++++ Provided records ++++
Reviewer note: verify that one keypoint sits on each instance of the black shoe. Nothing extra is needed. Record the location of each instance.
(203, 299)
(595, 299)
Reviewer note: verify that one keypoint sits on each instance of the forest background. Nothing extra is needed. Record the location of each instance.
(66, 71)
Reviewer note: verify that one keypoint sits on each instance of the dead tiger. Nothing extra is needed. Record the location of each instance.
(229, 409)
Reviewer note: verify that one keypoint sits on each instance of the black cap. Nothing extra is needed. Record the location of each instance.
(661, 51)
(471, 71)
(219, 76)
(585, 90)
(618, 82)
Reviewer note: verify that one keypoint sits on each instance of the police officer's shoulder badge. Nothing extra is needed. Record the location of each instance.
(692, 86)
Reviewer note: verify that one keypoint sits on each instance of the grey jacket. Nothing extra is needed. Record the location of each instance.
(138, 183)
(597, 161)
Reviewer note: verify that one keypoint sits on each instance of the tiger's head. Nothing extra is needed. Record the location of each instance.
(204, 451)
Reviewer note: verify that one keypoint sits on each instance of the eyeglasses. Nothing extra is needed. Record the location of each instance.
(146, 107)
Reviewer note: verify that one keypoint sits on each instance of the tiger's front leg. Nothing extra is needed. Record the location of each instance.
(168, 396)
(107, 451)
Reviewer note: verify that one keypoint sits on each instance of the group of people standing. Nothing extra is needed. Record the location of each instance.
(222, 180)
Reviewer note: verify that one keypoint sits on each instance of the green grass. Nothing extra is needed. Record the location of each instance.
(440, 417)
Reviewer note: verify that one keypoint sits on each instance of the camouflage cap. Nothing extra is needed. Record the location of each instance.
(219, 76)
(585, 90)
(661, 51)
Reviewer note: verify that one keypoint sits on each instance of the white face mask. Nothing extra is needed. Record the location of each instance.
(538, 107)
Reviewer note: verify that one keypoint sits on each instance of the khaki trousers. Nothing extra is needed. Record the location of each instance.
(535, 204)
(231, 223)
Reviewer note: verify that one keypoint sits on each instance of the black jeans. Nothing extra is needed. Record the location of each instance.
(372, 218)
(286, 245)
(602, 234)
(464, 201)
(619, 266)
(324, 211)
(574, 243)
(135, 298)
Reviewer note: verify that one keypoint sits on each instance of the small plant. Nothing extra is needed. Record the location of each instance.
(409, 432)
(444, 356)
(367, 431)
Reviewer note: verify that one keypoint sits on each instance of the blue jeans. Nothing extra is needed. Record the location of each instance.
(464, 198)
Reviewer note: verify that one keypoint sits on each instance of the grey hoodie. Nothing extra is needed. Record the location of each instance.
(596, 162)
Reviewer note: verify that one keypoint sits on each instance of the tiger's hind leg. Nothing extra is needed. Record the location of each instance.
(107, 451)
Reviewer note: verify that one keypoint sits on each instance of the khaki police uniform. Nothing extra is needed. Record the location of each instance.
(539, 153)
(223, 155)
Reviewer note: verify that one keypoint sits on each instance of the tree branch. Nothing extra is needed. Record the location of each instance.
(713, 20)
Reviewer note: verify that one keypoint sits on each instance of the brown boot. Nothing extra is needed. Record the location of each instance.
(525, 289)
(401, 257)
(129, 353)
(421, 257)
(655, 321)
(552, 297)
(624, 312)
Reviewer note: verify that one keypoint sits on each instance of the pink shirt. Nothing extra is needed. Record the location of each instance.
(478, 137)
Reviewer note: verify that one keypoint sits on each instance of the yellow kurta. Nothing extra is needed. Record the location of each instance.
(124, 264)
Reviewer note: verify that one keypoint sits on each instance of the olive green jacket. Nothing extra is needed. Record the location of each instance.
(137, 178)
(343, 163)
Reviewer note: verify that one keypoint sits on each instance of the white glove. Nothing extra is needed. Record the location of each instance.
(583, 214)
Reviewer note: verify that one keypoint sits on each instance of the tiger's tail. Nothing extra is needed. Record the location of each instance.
++++
*Work to complete*. Find the line with "of the brown" in the listing above, then write out that line and each remaining line exactly, with no other text.

*Finished task*.
Reviewer note: verify that one keypoint sits on each instance of the brown boot. Nothing extra is needed. Record the location of each instance.
(525, 289)
(401, 257)
(129, 353)
(421, 257)
(655, 321)
(552, 297)
(624, 312)
Reviewer note: verify that one keypoint sits on each instance of the pink shirt. Nothing extra is needed. Record the location of each instance.
(478, 137)
Reviewer note: verify that one keypoint sits on each instance of the yellow kurta. Nothing extra is needed. Record the location of each instance.
(124, 264)
Reviewer note: verify that one keypoint sits on each instance of the olive green jacket. Nothing extra is needed. Record the location of each instance.
(137, 178)
(343, 163)
Reviewer note: verify that one keypoint sits on each instance of the white glove. Nothing extra is needed. Record the location of each instance.
(583, 214)
Reviewer note: verify that one keypoint sits on each instance of the tiger's tail. Nothing extra is needed. Record the location of each instance.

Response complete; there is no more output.